## Consigne
Recopiez à l'identique l'intégralité du matériau ci-dessous, sans en modifier la moindre ligne.

[Données collectées]

┌────────

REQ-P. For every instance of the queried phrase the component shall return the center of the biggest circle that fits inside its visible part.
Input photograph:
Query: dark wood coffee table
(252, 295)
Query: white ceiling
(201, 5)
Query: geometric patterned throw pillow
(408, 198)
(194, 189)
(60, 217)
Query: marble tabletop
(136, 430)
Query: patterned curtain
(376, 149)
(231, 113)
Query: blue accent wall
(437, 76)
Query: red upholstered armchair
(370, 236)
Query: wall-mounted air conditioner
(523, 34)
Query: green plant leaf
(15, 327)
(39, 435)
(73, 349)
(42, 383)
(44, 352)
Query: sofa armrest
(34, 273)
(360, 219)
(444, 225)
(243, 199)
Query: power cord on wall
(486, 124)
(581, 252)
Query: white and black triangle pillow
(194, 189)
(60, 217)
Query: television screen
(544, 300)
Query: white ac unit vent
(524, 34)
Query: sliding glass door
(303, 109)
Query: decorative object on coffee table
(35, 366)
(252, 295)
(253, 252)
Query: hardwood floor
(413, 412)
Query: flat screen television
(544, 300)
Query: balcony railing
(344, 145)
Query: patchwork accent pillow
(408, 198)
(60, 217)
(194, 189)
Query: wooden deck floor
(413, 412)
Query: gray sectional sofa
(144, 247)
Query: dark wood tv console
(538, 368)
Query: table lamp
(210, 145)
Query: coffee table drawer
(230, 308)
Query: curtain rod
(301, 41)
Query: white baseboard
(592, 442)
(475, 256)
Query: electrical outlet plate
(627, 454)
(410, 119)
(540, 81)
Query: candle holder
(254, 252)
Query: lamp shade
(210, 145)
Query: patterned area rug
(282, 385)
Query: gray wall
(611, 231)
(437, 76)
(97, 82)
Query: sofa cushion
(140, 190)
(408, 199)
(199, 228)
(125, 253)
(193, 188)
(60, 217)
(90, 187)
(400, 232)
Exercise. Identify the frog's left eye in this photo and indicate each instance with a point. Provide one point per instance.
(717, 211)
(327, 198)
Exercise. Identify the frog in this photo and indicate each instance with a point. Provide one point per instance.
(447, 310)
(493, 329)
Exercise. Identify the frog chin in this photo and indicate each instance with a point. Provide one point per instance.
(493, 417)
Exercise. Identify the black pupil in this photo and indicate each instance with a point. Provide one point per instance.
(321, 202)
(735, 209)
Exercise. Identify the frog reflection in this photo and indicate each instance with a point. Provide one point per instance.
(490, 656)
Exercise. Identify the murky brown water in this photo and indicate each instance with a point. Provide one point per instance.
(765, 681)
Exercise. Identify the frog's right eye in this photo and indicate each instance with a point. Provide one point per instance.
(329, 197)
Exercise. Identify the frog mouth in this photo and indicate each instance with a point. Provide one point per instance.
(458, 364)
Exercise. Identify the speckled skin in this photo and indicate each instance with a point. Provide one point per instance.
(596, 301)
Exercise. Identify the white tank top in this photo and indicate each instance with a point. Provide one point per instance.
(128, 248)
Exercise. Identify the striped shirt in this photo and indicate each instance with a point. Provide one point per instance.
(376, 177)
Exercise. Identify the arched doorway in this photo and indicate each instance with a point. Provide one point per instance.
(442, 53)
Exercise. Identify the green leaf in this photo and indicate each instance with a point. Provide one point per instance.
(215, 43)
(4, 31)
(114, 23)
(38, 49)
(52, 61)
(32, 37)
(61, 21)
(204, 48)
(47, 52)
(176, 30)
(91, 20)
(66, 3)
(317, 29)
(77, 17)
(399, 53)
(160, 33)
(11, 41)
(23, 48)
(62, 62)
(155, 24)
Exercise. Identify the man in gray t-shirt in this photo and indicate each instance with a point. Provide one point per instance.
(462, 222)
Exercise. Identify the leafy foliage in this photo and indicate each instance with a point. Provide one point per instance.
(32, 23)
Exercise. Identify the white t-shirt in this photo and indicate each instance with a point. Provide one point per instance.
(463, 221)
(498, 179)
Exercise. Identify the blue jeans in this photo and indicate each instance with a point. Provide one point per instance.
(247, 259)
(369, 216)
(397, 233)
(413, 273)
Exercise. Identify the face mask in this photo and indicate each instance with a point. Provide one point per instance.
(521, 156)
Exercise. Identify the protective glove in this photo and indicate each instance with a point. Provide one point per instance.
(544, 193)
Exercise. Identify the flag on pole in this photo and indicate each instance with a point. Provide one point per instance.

└────────

## Résultat
REQ-P. For every instance of the queried phrase the component shall return the center of the biggest circle that fits inside its visible part.
Input photograph:
Query: dark wood coffee table
(252, 295)
Query: white ceiling
(201, 5)
Query: geometric patterned throw pillow
(408, 198)
(194, 189)
(60, 217)
Query: marble tabletop
(136, 430)
Query: patterned curtain
(376, 149)
(231, 113)
Query: blue accent wall
(437, 76)
Query: red upholstered armchair
(370, 236)
Query: wall-mounted air conditioner
(523, 34)
Query: green plant leaf
(15, 327)
(39, 435)
(73, 349)
(42, 383)
(44, 352)
Query: sofa armrest
(34, 273)
(360, 219)
(444, 225)
(243, 199)
Query: power cord on wall
(486, 124)
(581, 252)
Query: white and black triangle pillow
(194, 189)
(60, 217)
Query: television screen
(544, 300)
Query: white ac unit vent
(524, 34)
Query: sliding glass door
(303, 109)
Query: decorative object on coffee table
(35, 366)
(252, 295)
(253, 252)
Query: hardwood floor
(413, 412)
Query: flat screen television
(544, 300)
Query: balcony railing
(344, 145)
Query: patchwork accent pillow
(408, 198)
(60, 217)
(194, 189)
Query: wooden deck floor
(413, 412)
Query: gray sectional sofa
(144, 247)
Query: dark wood tv console
(538, 368)
Query: table lamp
(210, 145)
Query: coffee table drawer
(230, 308)
Query: curtain rod
(301, 41)
Query: white baseboard
(592, 442)
(475, 256)
Query: electrical outlet plate
(627, 454)
(410, 119)
(540, 81)
Query: candle holder
(254, 252)
Query: lamp shade
(210, 145)
Query: patterned area rug
(282, 385)
Query: gray wall
(611, 231)
(437, 76)
(97, 82)
Query: sofa cushion
(140, 190)
(408, 199)
(199, 228)
(125, 253)
(193, 188)
(60, 217)
(90, 187)
(400, 232)
Exercise. Identify the frog's left eye in this photo and indicate each instance with a point. Provide one point per instance.
(717, 211)
(327, 198)
Exercise. Identify the frog in this photo and indicate each instance with a point. Provide one point per instance.
(447, 310)
(493, 329)
Exercise. Identify the frog chin in this photo and indicate each instance with a point. Provide one point per instance.
(493, 417)
Exercise. Identify the black pupil in this photo and indicate each instance with a point. Provide one point per instance.
(321, 202)
(735, 209)
Exercise. Identify the frog reflection in this photo and indicate each instance with a point. Provide one point per instance.
(490, 656)
Exercise. Identify the murky brown water in this photo and indicate each instance with a point. Provide one point per instance.
(765, 681)
Exercise. Identify the frog's right eye in this photo and indicate each instance with a point. Provide one point per instance.
(329, 197)
Exercise. Identify the frog mouth in this photo and indicate each instance with a point. Provide one point per instance.
(458, 364)
Exercise. Identify the speckled skin in this photo and indicate each instance with a point. Provide one point per instance.
(596, 301)
Exercise. Identify the white tank top in this photo and indicate each instance with a point. Provide one point per instance.
(128, 248)
Exercise. Identify the striped shirt in this photo and indicate each instance with a point. Provide one point per instance.
(376, 177)
Exercise. Identify the arched doorway in this photo and indicate each instance with a point. Provide one point per instance.
(442, 53)
Exercise. Identify the green leaf in this photo and indicate each instance with a point. Provide one point per instance.
(215, 43)
(4, 31)
(114, 23)
(38, 49)
(52, 61)
(32, 37)
(61, 21)
(204, 48)
(47, 52)
(176, 30)
(91, 20)
(66, 3)
(317, 29)
(77, 17)
(399, 53)
(160, 33)
(11, 41)
(23, 48)
(62, 62)
(155, 24)
Exercise. Identify the man in gray t-shirt in this photo and indicate each instance with a point. Provide one point per instance.
(462, 222)
Exercise. Identify the leafy foliage in this photo and indicate each instance with a point. Provide one point per instance.
(32, 23)
Exercise. Identify the white t-shirt in this photo and indicate each instance with a point. Provide one point per instance.
(463, 221)
(498, 179)
Exercise. Identify the blue jeans in this photo and indicate each instance with a point. Provide one point per instance.
(247, 259)
(369, 216)
(397, 233)
(413, 273)
Exercise. Identify the face mask in this photo and indicate each instance with a point. Provide one point per instance.
(521, 156)
Exercise. Identify the protective glove in this photo and indicate each instance with a point. Provide one point per instance.
(544, 193)
Exercise. Identify the flag on pole in this photo and indicate each instance with a point. Provide one point per instance.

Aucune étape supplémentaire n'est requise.